Work item →
Set out the listing word for word. End with the line that contains "positive clicks: (675, 1276) (1011, 1219)".

Records shown →
◇ ◇ ◇ ◇ ◇ ◇ ◇
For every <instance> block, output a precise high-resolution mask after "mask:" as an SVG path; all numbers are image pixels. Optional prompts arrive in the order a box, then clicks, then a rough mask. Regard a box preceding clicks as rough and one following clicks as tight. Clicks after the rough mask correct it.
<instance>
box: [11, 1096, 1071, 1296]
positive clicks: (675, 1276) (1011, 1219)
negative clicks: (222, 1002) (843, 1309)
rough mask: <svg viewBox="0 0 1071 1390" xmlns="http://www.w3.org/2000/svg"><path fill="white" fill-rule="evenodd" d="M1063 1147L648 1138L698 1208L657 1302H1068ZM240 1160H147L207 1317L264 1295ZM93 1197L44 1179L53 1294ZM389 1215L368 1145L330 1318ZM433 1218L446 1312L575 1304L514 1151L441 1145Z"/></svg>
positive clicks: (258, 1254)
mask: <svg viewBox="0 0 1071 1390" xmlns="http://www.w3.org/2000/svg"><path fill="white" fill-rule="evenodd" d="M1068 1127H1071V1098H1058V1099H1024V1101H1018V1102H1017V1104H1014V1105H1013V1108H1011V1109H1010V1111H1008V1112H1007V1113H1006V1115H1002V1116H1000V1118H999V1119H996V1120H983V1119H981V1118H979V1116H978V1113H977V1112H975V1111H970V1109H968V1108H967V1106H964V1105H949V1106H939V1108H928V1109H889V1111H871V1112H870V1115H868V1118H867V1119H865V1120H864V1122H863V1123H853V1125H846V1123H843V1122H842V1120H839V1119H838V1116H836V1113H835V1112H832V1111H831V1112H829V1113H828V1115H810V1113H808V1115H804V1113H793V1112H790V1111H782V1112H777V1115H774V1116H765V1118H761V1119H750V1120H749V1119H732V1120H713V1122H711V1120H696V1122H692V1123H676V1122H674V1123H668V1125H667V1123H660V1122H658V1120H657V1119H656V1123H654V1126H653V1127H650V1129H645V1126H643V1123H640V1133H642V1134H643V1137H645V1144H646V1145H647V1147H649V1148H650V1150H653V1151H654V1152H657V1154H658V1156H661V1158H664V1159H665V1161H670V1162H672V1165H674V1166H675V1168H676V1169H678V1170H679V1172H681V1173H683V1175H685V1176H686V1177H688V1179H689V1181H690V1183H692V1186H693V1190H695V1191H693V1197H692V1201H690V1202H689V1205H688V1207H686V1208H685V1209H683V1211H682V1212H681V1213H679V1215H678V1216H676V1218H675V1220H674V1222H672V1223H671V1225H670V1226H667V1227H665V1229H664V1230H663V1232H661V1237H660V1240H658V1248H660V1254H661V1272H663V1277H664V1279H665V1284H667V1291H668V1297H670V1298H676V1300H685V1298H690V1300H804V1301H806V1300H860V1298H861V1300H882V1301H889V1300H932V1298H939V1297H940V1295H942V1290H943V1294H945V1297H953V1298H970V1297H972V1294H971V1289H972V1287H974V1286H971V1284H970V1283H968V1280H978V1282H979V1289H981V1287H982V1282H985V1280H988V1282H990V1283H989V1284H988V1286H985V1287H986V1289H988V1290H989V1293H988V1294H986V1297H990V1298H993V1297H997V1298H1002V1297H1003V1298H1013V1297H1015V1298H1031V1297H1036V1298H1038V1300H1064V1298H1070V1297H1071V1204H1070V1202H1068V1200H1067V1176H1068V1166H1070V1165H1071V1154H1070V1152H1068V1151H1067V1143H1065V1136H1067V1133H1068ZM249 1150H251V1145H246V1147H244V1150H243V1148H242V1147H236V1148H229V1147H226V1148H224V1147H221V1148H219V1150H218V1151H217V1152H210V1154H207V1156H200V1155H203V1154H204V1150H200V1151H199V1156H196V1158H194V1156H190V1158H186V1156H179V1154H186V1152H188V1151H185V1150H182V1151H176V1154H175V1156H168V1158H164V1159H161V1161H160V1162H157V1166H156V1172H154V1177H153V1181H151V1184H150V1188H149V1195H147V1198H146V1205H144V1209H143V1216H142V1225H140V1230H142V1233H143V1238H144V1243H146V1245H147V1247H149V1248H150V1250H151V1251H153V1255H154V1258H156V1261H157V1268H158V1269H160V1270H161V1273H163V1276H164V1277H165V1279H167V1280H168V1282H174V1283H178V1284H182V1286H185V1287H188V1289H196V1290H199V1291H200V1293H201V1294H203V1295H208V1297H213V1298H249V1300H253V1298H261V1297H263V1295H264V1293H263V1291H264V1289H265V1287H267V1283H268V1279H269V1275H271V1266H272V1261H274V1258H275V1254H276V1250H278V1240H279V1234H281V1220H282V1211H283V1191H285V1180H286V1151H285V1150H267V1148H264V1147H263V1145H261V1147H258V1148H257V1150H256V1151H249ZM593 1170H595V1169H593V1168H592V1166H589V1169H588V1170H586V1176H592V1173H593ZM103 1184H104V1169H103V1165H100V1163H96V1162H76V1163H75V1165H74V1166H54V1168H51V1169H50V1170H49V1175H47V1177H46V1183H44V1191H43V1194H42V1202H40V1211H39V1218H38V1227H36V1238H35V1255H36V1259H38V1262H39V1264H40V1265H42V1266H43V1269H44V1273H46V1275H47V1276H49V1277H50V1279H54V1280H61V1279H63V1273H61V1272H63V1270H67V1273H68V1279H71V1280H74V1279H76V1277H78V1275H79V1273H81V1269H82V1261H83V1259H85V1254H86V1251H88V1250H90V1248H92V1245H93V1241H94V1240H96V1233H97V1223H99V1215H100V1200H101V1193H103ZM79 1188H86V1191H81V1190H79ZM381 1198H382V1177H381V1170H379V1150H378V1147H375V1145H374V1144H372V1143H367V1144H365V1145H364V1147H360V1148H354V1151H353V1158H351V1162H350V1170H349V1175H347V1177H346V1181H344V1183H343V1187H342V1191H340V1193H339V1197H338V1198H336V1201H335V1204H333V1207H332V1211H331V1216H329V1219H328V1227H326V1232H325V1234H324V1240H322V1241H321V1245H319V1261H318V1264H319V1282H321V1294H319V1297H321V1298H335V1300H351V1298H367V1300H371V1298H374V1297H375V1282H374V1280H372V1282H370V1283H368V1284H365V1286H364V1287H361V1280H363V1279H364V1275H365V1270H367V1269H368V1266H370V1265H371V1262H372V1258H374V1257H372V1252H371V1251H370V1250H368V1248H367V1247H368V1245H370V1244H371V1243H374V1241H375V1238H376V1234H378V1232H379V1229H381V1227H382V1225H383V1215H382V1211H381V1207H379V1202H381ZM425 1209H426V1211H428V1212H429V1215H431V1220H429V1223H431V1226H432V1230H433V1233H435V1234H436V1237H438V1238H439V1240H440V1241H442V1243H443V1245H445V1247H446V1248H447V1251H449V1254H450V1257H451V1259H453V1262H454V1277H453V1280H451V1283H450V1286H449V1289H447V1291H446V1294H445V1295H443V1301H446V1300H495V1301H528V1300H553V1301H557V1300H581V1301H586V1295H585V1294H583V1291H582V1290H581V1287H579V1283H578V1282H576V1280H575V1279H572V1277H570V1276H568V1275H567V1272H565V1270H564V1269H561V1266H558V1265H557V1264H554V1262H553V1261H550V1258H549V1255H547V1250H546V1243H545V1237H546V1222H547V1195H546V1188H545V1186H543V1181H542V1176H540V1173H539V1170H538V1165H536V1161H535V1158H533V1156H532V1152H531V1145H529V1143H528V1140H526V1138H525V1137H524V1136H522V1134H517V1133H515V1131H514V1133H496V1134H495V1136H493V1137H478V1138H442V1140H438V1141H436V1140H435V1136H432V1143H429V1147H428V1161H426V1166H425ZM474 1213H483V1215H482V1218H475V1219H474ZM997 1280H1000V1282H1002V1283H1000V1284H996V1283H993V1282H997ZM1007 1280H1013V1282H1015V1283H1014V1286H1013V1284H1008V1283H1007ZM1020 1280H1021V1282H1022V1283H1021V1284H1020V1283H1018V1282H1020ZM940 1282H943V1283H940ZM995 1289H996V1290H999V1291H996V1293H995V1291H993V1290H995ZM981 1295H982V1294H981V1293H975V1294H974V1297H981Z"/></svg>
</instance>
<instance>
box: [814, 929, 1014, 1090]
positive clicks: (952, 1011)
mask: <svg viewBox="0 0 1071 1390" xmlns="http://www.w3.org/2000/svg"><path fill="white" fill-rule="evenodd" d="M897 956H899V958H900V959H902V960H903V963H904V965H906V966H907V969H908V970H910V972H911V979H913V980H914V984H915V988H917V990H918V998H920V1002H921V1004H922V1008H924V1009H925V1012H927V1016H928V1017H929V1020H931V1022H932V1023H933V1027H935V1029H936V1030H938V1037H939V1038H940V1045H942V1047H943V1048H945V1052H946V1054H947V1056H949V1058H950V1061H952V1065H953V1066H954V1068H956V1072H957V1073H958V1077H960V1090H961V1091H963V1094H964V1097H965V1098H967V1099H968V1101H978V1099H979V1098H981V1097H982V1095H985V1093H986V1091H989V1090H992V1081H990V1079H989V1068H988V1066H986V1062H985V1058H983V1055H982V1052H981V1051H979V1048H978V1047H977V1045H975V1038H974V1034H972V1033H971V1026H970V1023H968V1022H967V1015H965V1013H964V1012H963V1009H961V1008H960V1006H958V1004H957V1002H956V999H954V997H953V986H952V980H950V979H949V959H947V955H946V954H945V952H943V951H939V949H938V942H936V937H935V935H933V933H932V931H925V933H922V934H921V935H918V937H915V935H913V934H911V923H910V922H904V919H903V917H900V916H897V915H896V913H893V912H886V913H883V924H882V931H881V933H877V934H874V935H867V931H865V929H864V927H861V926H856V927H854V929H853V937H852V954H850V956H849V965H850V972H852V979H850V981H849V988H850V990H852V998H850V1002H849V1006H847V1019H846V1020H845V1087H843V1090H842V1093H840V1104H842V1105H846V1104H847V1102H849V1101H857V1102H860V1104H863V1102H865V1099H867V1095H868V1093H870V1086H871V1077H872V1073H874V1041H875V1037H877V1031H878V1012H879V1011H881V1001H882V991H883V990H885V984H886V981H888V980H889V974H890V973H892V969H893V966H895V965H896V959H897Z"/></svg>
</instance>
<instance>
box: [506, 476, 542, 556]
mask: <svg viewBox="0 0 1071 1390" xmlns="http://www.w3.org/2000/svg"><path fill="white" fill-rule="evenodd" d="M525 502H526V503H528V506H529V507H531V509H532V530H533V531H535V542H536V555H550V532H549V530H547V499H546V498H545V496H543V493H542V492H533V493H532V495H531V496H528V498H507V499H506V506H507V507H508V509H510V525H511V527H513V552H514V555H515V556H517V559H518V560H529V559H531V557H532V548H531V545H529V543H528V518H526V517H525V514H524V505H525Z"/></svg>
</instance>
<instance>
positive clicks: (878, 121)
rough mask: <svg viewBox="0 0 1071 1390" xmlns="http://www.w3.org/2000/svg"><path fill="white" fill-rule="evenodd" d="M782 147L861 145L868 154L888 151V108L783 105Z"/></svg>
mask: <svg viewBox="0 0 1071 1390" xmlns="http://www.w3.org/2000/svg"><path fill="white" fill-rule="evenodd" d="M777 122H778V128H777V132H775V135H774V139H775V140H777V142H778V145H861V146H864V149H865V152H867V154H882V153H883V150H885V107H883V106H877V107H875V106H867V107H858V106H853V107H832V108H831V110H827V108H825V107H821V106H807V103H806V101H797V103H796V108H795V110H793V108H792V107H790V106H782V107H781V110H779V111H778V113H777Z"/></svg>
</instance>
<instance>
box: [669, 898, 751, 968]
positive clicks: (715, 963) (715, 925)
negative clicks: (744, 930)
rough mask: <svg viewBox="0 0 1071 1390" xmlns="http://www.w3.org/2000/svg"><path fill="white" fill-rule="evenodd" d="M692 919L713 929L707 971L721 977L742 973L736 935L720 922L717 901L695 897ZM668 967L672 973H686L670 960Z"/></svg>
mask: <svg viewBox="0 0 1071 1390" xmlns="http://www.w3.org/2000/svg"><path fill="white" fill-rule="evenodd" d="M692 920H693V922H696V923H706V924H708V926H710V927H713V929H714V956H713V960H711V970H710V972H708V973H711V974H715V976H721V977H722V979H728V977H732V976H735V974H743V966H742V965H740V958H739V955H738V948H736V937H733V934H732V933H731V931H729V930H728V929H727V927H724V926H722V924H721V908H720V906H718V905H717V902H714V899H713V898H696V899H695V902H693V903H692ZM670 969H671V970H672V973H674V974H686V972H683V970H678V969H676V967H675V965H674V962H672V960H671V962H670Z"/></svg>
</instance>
◇ ◇ ◇ ◇ ◇ ◇ ◇
Completed task →
For every <instance> block, output a precise high-resolution mask after "mask:" as an SVG path; all numbers are image pixels. Optional prompts arrive in the order a box, then clicks, then a rough mask. Regard a box preceding clicks as rough and one following clicks as tight. Clicks after the rough mask correct it.
<instance>
box: [11, 1096, 1071, 1296]
positive clicks: (675, 1276) (1011, 1219)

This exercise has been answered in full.